Zadanie A:
Odpowiedz na podstawie tekstu o Holenderni:
(i) W jakim powiecie leży Holendernia?
(ii) Z jakich lat pochodzi mapa Heldensfelda?
(iii) Jaka inna nazwa miejscowości pojawia się w II połowie XIX w.?

Tekst źródłowy:

============================================================

Przejdź do treści

Holendernia

    Herb gminy Jabłoń.

    Holendernia

    Powiat: parczewski

    Gmina: Jabłoń

    Mapa miejscowości

    Miejscowości – część ekspercka

    W świecie cyfrowym

    Patrz hasło: Jabłoń.

    Nazwa, przynależność administracyjna

    Pierwotnie miejsce to nosiło nazwę Holendernia, co potwierdza tzw. mapa Heldensfelda (1801–1804), na której nie zaznaczono jednak tam żadnych zabudowań, a jedynie pola (lub łąki).

    Tereny Holenderni na mapie Heldensfelda
    West Galizien (1801–1804) – First Military Survey | Arcanum Maps

    Tereny późniejszej wsi wchodziły w skład dóbr „Julianówka lub Holendernia”, ale sam folwark Julianówka powstał dopiero później obok Lubiczyna. W II połowie XIX w. spotykamy także nazwę Olędernia. Nazwa wsi oznacza osadę założoną przez osadników różnej narodowości i wyznania, zwanych Olędrami lub Holendrami ale także oborę dworską [NMP, 1999, t. 3, k. 485]. W opisywanym przypadku możliwym jest, że wzięła się ona od osadników olęderskich z dóbr sławatyckich, których Roch Bętkowski, trzymający w zastawie część tamtejszych dóbr, sprowadził w końcu XVIII w. do osuszenia bagien w swoich dobrach dziedzicznych. Prace melioracyjne były specjalnością tej grupy ludności.

============================================================

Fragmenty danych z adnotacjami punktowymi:
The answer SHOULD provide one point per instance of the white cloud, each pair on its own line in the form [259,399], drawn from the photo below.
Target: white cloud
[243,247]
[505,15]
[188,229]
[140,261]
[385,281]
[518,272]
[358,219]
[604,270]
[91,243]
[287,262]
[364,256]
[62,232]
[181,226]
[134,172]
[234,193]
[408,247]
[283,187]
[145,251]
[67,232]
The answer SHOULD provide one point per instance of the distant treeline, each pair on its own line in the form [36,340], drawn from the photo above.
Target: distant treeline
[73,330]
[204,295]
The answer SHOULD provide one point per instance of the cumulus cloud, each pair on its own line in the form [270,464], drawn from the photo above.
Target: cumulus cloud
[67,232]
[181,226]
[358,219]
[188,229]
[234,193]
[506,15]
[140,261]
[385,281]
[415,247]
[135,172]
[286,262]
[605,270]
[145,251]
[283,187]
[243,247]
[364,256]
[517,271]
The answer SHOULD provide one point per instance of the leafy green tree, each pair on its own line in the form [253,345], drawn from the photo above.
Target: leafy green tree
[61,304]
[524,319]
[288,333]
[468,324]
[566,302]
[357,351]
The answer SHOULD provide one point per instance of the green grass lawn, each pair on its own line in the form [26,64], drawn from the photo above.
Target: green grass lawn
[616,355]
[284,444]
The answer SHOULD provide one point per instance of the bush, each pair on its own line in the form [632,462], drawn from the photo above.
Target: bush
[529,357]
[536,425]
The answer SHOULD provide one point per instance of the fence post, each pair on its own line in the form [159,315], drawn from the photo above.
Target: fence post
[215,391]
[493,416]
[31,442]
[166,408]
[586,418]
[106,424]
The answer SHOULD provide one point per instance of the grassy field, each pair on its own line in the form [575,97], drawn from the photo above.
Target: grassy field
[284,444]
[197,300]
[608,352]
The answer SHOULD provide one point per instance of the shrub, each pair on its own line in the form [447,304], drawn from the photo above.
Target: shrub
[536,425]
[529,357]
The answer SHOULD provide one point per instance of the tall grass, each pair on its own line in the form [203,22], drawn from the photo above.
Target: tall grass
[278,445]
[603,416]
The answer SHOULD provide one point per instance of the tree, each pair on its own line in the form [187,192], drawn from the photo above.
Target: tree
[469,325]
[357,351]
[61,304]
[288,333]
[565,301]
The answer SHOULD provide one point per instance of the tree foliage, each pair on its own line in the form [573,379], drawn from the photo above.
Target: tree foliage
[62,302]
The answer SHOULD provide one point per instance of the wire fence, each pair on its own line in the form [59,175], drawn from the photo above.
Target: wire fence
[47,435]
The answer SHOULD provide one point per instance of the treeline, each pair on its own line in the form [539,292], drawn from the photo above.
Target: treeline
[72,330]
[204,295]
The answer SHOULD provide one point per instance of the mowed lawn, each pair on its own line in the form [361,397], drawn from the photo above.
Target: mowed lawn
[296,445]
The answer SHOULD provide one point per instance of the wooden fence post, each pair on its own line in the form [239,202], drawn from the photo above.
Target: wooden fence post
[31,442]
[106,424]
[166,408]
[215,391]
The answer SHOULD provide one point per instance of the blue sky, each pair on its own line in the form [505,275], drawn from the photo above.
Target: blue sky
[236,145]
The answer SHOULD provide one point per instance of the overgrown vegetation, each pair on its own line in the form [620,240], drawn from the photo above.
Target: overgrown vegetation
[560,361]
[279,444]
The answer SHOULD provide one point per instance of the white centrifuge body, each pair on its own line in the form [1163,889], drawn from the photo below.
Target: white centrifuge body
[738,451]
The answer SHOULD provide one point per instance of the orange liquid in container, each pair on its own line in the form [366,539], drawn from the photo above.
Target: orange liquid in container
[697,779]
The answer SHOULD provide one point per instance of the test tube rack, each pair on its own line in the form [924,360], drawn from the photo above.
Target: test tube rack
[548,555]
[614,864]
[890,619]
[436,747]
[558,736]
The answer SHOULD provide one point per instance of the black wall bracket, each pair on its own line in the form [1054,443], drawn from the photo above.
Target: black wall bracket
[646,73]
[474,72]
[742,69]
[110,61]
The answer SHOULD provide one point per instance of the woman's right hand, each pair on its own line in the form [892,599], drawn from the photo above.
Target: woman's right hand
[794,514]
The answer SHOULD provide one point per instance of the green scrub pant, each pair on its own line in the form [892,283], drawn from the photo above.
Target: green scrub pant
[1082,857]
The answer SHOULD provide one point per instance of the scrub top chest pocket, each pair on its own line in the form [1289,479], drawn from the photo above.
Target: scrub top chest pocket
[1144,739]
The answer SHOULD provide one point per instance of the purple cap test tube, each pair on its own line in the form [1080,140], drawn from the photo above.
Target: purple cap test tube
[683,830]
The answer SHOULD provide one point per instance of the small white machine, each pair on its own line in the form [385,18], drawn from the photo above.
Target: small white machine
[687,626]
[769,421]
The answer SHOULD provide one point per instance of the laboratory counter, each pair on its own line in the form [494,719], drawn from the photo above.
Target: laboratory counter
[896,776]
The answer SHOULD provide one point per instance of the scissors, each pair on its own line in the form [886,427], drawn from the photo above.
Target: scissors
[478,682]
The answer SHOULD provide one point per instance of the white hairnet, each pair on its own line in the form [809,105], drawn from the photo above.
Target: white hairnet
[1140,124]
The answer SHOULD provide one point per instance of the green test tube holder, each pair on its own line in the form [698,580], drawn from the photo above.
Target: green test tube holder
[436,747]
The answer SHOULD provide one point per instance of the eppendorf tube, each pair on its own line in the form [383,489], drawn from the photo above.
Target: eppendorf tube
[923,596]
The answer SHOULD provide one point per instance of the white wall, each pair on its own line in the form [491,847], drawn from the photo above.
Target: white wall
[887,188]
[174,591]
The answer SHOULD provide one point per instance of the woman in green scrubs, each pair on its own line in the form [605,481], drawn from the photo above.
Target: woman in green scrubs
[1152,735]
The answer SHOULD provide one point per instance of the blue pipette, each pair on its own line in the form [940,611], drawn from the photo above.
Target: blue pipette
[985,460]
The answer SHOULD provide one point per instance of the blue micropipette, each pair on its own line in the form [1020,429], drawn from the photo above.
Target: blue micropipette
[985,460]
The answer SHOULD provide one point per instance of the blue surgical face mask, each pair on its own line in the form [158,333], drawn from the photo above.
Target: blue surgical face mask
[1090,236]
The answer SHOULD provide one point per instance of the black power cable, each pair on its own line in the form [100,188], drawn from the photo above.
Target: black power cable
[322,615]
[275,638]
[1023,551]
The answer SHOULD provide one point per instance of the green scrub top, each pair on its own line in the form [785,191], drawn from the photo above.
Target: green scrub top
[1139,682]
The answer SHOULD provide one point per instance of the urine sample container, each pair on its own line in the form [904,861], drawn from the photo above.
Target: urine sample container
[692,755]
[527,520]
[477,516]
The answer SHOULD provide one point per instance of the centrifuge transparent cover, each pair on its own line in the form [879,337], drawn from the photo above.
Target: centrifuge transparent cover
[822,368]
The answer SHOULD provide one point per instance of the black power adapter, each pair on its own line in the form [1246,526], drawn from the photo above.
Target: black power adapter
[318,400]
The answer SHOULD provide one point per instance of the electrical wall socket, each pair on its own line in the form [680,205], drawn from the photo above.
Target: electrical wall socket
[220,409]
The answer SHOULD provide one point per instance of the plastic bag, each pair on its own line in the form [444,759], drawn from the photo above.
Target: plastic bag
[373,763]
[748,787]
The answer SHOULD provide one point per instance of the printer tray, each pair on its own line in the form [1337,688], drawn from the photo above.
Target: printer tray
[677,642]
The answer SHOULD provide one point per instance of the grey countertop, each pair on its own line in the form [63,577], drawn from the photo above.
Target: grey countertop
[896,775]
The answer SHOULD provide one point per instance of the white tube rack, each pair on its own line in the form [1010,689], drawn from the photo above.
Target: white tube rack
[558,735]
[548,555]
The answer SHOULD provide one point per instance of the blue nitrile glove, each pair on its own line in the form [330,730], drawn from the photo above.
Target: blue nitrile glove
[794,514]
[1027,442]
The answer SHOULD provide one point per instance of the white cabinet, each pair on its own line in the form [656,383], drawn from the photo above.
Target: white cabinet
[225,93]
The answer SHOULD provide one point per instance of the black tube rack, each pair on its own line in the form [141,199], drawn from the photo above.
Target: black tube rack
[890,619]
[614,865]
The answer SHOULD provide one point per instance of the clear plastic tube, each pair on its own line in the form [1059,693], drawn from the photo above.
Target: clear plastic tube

============================================================

Zadanie B: Podaj, ile wierszy danych zawiera ciąg „pocket”, z uwzględnieniem wielkości liter. Odpowiedz wyłącznie liczbą.

Rozwiązanie zadania A:
(i) W powiecie parczewskim.
(ii) Z lat 1801–1804.
(iii) Olędernia.

Rozwiązanie zadania B: 2